Aim of the task. Rescale the data below by writing out every line again in full. Multiply each x and y coordinate in the answer points by 0.4 and round to the nearest whole number, with halves going up. Leave all other numbers as they are, and leave out the pictures.

Record excerpts.
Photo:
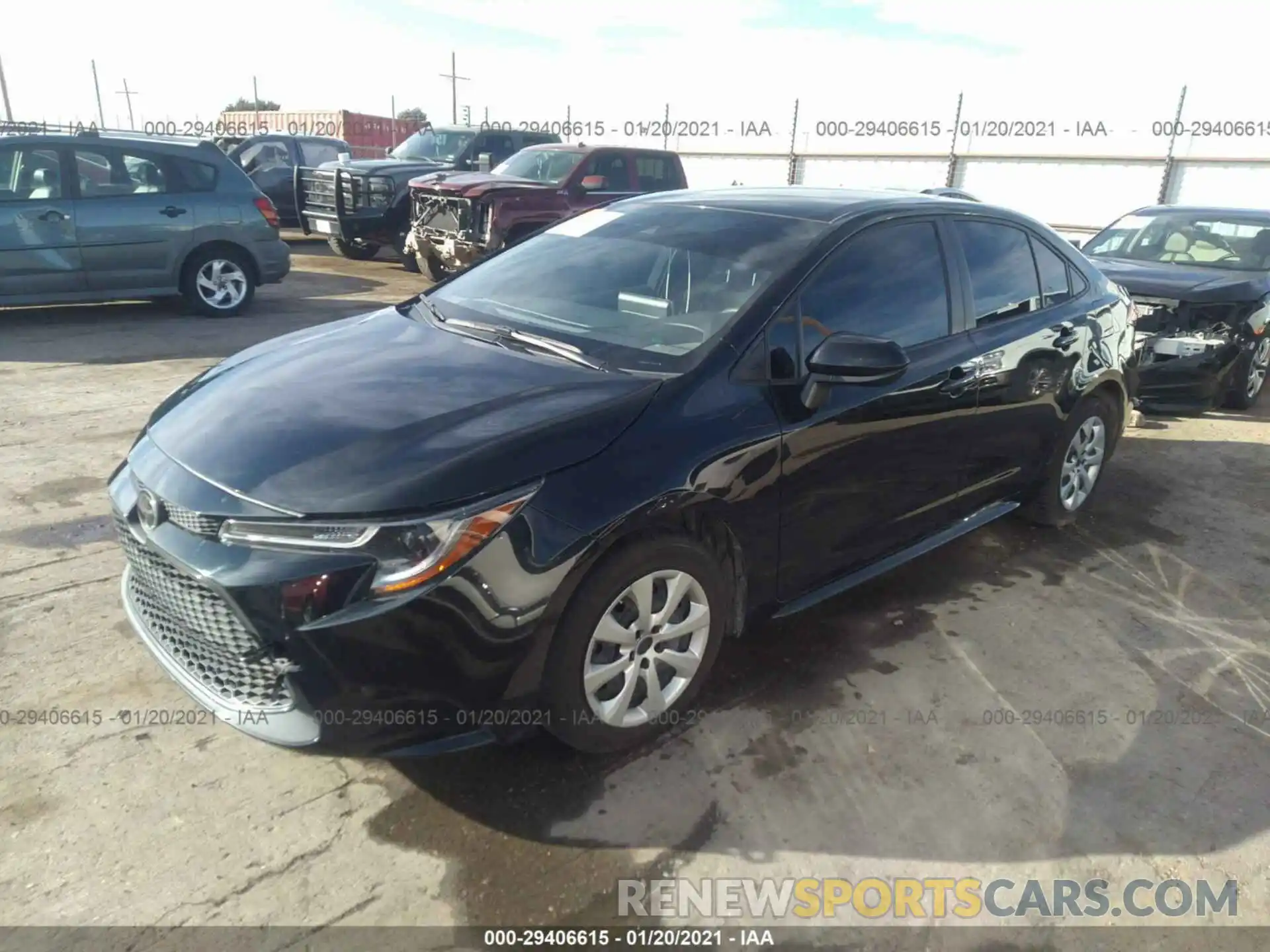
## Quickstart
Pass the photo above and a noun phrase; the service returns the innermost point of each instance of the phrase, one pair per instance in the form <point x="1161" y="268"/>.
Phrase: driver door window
<point x="887" y="282"/>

Completed exercise.
Photo:
## Quickstart
Pass the photo above and a noun phrase; the service returns the innermost point of each instance of the phrase, one pair per instance in the form <point x="1161" y="268"/>.
Phrase: driver door window
<point x="355" y="113"/>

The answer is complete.